*EXERCISE PROMPT*. Rewrite the listing from the line containing "compact form (328,407)." through the end, requests included, multiplying every coordinate in the answers by 1.4 and rounding to whole numbers, with halves rounded up. The requests and their format samples stay unchanged.

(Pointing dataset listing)
↓↓↓

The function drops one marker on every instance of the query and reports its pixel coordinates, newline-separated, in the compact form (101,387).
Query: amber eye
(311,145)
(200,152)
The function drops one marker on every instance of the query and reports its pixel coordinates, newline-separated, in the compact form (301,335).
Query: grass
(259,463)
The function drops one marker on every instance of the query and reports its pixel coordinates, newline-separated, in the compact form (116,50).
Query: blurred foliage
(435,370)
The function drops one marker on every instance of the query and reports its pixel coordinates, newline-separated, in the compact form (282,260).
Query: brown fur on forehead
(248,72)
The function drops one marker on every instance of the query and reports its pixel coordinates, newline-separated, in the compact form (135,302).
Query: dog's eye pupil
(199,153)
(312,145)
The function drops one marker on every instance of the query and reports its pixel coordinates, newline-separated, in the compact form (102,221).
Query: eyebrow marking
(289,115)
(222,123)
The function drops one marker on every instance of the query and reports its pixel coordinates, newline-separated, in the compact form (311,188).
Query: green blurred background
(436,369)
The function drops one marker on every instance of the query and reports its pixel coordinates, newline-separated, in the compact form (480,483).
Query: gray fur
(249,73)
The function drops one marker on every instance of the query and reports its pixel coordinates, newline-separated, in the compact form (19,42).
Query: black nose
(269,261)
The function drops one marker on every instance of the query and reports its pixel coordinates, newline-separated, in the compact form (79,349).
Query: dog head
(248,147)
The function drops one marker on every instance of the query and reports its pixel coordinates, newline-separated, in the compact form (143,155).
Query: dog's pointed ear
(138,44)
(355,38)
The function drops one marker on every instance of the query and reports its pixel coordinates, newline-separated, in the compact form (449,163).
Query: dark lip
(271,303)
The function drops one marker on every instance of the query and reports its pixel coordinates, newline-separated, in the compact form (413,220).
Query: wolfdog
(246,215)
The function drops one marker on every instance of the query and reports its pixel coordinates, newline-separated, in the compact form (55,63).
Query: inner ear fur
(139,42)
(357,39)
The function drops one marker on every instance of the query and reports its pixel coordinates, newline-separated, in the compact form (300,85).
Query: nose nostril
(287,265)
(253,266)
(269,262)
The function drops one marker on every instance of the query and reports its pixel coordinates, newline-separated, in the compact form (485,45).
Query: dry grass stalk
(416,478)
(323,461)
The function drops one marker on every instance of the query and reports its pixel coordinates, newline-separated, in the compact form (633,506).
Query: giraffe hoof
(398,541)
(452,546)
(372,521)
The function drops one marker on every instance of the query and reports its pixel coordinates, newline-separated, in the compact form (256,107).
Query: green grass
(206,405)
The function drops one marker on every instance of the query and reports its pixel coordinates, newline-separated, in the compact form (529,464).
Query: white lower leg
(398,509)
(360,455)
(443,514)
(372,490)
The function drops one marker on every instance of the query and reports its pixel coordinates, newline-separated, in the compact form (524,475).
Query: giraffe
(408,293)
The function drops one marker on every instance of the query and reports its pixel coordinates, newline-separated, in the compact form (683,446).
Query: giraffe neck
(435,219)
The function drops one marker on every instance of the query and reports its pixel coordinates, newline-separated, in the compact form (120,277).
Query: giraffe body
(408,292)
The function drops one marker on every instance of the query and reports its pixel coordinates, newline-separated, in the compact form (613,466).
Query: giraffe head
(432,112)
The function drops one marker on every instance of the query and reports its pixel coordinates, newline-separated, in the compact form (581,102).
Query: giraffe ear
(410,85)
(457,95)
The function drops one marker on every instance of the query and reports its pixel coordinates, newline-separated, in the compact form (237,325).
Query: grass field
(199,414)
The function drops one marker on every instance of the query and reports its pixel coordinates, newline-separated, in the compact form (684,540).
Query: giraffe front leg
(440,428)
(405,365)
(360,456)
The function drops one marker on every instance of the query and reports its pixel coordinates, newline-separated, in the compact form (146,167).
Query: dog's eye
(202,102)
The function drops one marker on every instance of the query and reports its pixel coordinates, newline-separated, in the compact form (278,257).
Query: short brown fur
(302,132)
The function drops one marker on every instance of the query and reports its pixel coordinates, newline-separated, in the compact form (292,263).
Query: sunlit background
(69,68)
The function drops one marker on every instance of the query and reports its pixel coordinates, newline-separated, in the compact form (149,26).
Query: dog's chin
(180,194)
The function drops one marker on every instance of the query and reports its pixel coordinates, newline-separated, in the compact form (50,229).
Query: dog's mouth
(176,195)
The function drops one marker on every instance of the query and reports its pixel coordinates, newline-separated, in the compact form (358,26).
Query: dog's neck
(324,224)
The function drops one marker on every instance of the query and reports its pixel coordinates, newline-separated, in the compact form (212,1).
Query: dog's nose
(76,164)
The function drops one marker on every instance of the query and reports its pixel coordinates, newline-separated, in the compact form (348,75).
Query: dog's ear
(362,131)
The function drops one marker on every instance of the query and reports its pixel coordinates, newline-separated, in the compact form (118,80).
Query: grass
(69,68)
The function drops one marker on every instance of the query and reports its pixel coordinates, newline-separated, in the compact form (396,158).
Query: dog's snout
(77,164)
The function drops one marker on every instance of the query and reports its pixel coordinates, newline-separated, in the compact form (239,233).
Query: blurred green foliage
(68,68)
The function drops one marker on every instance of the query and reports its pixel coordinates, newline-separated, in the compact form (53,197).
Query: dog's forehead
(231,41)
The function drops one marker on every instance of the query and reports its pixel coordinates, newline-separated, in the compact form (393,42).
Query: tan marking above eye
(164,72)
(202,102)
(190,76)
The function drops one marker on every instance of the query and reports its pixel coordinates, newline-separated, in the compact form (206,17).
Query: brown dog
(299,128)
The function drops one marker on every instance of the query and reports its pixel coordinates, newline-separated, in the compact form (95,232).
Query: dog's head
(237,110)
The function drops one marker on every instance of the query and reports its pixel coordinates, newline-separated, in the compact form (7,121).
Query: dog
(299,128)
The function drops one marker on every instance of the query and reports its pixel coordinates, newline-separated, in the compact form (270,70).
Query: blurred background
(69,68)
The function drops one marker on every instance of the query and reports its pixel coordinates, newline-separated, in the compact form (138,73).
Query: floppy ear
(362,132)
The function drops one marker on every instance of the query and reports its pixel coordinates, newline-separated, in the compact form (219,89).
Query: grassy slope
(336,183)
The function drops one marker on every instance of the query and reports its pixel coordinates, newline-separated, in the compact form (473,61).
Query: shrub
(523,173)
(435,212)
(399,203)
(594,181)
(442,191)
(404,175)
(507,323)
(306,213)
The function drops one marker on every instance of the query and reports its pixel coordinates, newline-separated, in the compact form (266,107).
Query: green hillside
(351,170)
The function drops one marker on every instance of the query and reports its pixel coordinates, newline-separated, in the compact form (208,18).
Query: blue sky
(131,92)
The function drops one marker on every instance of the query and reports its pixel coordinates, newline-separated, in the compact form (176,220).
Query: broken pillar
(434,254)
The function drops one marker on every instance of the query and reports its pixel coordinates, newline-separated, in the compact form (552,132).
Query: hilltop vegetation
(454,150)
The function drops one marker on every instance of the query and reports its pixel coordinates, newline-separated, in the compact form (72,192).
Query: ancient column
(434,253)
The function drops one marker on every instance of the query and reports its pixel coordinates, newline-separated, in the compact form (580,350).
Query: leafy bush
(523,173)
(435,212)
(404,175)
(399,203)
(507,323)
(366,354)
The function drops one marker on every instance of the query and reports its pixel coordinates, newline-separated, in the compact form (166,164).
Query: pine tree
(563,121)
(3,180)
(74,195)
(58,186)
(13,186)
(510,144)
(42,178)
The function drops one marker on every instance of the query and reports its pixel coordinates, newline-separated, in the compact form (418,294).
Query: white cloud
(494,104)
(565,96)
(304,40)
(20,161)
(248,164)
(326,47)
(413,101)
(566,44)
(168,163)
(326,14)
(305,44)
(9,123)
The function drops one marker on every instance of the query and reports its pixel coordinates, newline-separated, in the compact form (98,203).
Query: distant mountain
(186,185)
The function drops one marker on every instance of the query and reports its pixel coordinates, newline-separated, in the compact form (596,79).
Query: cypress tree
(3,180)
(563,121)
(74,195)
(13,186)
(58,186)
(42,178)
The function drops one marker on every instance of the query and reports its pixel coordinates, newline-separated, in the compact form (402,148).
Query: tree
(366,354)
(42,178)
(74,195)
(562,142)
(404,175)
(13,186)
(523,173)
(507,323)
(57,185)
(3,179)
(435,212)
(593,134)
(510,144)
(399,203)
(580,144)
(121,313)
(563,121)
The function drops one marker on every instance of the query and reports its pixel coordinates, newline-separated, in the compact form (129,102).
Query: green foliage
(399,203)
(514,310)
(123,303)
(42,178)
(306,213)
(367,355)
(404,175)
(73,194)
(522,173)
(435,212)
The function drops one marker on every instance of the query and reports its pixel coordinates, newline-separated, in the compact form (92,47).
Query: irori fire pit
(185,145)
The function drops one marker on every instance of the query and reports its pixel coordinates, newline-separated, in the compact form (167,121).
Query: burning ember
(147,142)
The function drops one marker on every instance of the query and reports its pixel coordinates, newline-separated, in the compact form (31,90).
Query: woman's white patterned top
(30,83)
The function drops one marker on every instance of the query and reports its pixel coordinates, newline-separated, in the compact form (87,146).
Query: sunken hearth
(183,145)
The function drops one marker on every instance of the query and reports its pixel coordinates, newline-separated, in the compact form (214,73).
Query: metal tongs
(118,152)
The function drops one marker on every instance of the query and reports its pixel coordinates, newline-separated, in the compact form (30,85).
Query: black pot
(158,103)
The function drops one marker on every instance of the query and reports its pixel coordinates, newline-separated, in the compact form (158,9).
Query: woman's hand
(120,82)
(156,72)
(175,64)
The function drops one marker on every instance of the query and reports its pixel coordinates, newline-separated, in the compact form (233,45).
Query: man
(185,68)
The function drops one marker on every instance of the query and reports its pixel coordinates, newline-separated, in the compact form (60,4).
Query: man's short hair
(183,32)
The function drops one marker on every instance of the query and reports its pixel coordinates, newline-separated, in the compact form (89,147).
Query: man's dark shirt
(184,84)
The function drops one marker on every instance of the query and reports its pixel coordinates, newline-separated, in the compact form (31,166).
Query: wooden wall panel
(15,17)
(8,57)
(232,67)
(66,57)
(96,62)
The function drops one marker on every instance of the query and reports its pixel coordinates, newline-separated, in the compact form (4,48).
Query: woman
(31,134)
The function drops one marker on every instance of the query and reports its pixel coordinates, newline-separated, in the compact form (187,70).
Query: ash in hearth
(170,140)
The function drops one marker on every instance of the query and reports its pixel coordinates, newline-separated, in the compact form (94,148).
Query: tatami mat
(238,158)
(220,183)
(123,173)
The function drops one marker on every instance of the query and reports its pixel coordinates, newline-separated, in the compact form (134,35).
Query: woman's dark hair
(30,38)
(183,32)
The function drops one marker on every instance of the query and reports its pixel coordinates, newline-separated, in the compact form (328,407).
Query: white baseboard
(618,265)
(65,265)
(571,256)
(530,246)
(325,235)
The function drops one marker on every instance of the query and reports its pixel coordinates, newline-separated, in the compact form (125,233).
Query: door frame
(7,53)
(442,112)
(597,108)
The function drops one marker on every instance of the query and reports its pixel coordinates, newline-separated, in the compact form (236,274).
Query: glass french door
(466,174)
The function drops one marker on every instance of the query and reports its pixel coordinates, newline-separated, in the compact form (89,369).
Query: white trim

↑↑↑

*REPLY*.
The function drops one marker on every instance of the query and reports its pixel coordinates, newline-separated, in the compact form (328,407).
Query: white baseboard
(865,371)
(91,371)
(799,358)
(742,344)
(455,329)
The function drops one marker on every instance of the query and reports its pixel coordinates, newline-separated, in the compact form (125,233).
Query: door frame
(10,74)
(619,157)
(836,151)
The function drops one marker on every instance of the query and reports its pixel coordinates, newline-separated, in the compact form (236,274).
Query: glass french door
(652,244)
The function drops one marker on every instance of the query and reports its pixel coordinates, newline-separated, in the compact form (89,369).
Query: white trim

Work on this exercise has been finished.